[SOURCE]
↓
By Elizabeth Sheeran

Developers of a Union Square housing and retail project have until tomorrow to convince Somerville Planning Board members they have a plan the neighborhood can live with.

Over a hundred residents filled the Planning Board meeting at the Argenziano school last Thursday to hear the fate of a controversial two-building, five-story project that will put 39 market-rate and 45 affordable housing units on Washington Street just west of McGrath Highway, under a joint proposal from the local non-profit Somerville Community Corporation (SCC) and developer Cathartes Private Investments.

But the board declined to make any kind of decision on the case at last week’s meeting, and Planning Board Chair Kevin Prior criticized an SCC press release that had announced the board would vote that night. “The chairman of the Planning Board sets the date the vote will be taken,” said Prior. “The SCC does not set the dates the Planning Board will vote.”

In fact, the delay turned out to be good news for the SCC and its supporters, since it soon became clear the proposal lacked the four votes it would need to pass.

The project has generated strong opinions on both sides since the SCC first announced in 2012 that it planned to construct a five-story building on the site of the former Boys and Girls Club at 181 Washington Street, with retail and commercial space at street level, and a mix of low-income and workforce housing above. Earlier this year, the SCC joined forces with Cathartes, which is redeveloping the Cota funeral home site next door at 197 Washington Street.
↑
[EXERCISE INSTRUCTIONS] From the Union Square housing article, print everything from "In fact, the" down to "197 Washington Street.".

[RECORDED DATA]
↓
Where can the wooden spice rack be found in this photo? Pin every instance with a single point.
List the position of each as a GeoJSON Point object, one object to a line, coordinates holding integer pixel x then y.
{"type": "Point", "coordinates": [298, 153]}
↑
[OUTPUT OF THE EXERCISE]
In fact, the delay turned out to be good news for the SCC and its supporters, since it soon became clear the proposal lacked the four votes it would need to pass.

The project has generated strong opinions on both sides since the SCC first announced in 2012 that it planned to construct a five-story building on the site of the former Boys and Girls Club at 181 Washington Street, with retail and commercial space at street level, and a mix of low-income and workforce housing above. Earlier this year, the SCC joined forces with Cathartes, which is redeveloping the Cota funeral home site next door at 197 Washington Street.